─── EXCERPTED RECORDS

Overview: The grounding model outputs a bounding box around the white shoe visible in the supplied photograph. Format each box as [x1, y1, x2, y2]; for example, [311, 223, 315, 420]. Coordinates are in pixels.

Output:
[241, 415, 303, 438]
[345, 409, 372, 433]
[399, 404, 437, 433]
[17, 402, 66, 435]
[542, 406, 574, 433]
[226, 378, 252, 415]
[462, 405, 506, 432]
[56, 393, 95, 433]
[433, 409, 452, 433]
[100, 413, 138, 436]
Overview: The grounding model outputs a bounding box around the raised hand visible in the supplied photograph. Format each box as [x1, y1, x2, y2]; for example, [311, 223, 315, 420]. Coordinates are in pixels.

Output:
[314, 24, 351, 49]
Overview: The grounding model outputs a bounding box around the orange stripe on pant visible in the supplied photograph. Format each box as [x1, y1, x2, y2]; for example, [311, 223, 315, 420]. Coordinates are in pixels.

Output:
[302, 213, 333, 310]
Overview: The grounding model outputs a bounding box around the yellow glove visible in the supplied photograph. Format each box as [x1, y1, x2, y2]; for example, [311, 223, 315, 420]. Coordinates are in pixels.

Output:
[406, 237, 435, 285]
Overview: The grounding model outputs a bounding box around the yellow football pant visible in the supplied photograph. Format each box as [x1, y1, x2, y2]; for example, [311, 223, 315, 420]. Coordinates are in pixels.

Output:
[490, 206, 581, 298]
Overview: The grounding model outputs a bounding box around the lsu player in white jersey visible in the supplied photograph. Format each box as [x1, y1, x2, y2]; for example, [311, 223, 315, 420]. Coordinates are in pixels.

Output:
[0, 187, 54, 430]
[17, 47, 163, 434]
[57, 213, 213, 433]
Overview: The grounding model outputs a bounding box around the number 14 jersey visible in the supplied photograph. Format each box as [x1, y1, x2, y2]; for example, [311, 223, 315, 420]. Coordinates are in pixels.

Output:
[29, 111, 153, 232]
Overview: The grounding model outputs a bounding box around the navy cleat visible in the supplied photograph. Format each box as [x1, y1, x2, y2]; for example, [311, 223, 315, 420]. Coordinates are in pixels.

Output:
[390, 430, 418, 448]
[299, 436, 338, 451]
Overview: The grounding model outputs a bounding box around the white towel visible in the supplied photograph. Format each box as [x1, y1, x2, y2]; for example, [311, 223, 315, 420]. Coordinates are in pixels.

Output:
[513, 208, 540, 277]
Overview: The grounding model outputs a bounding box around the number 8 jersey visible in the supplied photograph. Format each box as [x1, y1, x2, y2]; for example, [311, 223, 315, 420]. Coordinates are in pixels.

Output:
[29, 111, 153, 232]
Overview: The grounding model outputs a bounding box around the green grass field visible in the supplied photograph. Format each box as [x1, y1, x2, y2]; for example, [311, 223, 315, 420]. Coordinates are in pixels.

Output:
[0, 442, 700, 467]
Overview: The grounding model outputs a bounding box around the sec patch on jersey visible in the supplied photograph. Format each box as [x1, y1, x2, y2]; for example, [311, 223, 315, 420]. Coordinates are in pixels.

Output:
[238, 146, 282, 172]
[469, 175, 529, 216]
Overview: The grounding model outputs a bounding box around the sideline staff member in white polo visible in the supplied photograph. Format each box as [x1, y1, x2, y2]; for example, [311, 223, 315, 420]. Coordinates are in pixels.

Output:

──────

Copy all the records above exactly, missing none.

## CORRECT OUTPUT
Overview: The grounding model outputs a bounding box around the white shoe visible in the supplied photograph. Format each box as [x1, y1, x2, y2]; for example, [311, 223, 315, 420]. Coordinates are in pixels.

Output:
[241, 415, 303, 438]
[345, 409, 372, 433]
[399, 404, 437, 433]
[17, 402, 66, 435]
[542, 406, 574, 433]
[226, 378, 252, 415]
[462, 405, 506, 432]
[56, 393, 95, 433]
[433, 409, 452, 433]
[100, 413, 138, 436]
Overview: The grounding model outputs a bounding box around the raised hand visible in the supplied photograph. Format each box as [x1, y1, x2, y2]; for example, [311, 223, 315, 420]. Coordinates are in pixels.

Output:
[314, 24, 351, 49]
Overview: The grounding model outputs a bounding box around the orange stripe on pant visible in the supplied photograph. Format each box as [x1, y1, x2, y2]; for example, [311, 223, 315, 420]. Coordinates are in pixels.

Output:
[302, 213, 333, 310]
Overview: The grounding model outputs a bounding box around the yellow glove visible in the supplied photograph. Format each box as [x1, y1, x2, y2]; for example, [311, 223, 315, 420]. Coordinates are in pixels.

Output:
[406, 237, 435, 285]
Overview: The grounding model outputs a bounding box around the yellow football pant visible in the supplied photograph. Format each box as [x1, y1, x2, y2]; for example, [311, 223, 315, 420]. Coordinates are in pixels.

Output:
[490, 206, 581, 298]
Overview: The grounding model outputs a bounding box around the lsu player in white jersey visible in the supplied photograph. Format each box as [x1, y1, x2, y2]; for example, [311, 223, 315, 420]. Coordinates are in pixels.

Output:
[0, 187, 54, 430]
[17, 47, 163, 434]
[57, 213, 213, 433]
Overview: The grounding model outputs a bounding box around the number 14 jersey visible in the supplied photograph. Format each box as [x1, y1, x2, y2]; for example, [311, 223, 315, 420]. Coordinates are in pixels.

Output:
[29, 111, 153, 232]
Overview: The grounding model outputs a bounding box around the navy cleat visible in the supplied photograph. Format each box as [x1, y1, x2, y2]; for example, [311, 223, 315, 420]. Coordinates are in pixels.

Output:
[390, 430, 418, 448]
[299, 436, 338, 451]
Overview: The grounding model outputs a bounding box around the white towel visible in the supplied photograph. Format each box as [x1, y1, x2, y2]; for example, [311, 223, 315, 420]. Coordinates are in pixels.

Output:
[513, 208, 540, 277]
Overview: The grounding model outputs a bounding box around the number 8 jersey visible in the supplied photograph. Format each box as [x1, y1, x2, y2]; for example, [311, 223, 315, 420]. Coordinates are in pixels.

Output:
[29, 111, 153, 232]
Overview: The grounding model outputs a bounding box around the green grass field visible in the supplied photograph. Format each box as [x1, y1, x2, y2]; for example, [311, 223, 315, 420]. Coordinates are in pixels.

Output:
[0, 442, 700, 467]
Overview: The grounding model outputs a bounding box around the sec patch on jersey visible in the supplied photograph. Format each box as [x1, y1, x2, y2]; for example, [311, 223, 315, 420]. Coordinates are in pixels.

Output:
[238, 146, 282, 172]
[469, 175, 529, 216]
Overview: The grounding model outputs a bounding box around the sideline staff member in white polo visible in the supplied photograph. Format each box as [x1, y1, x2, y2]; for example, [311, 223, 315, 420]. Coordinates are in pixels.

Output:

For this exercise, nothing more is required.